+++ Input data
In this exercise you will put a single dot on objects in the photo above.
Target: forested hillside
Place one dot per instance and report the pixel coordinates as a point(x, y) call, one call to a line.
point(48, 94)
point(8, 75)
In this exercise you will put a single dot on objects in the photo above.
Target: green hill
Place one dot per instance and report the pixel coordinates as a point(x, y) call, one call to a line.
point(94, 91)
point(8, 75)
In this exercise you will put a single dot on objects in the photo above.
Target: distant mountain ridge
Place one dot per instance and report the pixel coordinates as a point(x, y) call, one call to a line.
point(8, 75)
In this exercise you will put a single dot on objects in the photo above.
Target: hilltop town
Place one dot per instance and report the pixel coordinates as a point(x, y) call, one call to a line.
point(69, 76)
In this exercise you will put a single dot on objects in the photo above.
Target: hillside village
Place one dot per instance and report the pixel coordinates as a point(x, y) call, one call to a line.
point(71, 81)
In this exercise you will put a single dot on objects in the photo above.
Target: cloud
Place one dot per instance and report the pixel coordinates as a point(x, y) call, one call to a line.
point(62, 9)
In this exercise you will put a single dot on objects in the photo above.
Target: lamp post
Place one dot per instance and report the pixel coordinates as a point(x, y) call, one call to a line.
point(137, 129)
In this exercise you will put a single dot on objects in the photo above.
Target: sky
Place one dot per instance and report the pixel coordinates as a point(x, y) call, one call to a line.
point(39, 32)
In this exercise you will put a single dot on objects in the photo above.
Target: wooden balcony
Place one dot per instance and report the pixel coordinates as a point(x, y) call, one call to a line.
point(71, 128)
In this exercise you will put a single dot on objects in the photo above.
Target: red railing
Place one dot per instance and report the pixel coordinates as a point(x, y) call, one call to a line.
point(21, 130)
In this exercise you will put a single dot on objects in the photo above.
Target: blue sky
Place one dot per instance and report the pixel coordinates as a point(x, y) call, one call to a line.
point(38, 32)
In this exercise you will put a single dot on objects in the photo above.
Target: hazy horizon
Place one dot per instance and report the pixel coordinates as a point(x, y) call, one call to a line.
++++++
• _Exercise directions_:
Reproduce the records verbatim, from their first line through the line that holds "point(71, 128)", with both ends included.

• _In response_:
In this exercise you will put a single dot on objects in the photo above.
Target: forested hillside
Place one dot per instance and report the pixel coordinates as a point(x, y) call, one call to a line.
point(48, 94)
point(8, 75)
In this exercise you will put a single dot on objects in the photo above.
Target: green hill
Place one dot per instance and report the pixel coordinates as a point(x, y) call, one call to a line.
point(94, 91)
point(8, 75)
In this exercise you will put a single dot on objects in the photo above.
Target: distant mountain ridge
Place one dot per instance and report the pixel coordinates as a point(x, y) call, one call to a line.
point(8, 75)
In this exercise you will put a single dot on objects in the photo above.
Target: hilltop town
Place one dot per instance and report the pixel coordinates as a point(x, y) call, one call to a line.
point(69, 76)
In this exercise you will put a single dot on objects in the photo above.
Target: hillside village
Place one dot per instance and report the pixel coordinates as a point(x, y) call, one call to a line.
point(71, 81)
In this exercise you will put a single dot on objects in the photo above.
Target: cloud
Place one dot per instance and report the pixel coordinates as a point(x, y) call, one call to a line.
point(62, 9)
In this exercise you will put a single dot on objects in the photo above.
Target: lamp post
Place one dot per instance and report the pixel coordinates as a point(x, y) call, one call to a line.
point(137, 129)
In this exercise you will put a single dot on objects in the photo above.
Target: sky
Place one dot per instance and report the pixel coordinates as a point(x, y) call, one call to a line.
point(39, 32)
In this exercise you will put a single dot on objects in the photo above.
Target: wooden balcony
Place one dot per instance and report the pixel coordinates as a point(x, y) call, one call to a line.
point(71, 128)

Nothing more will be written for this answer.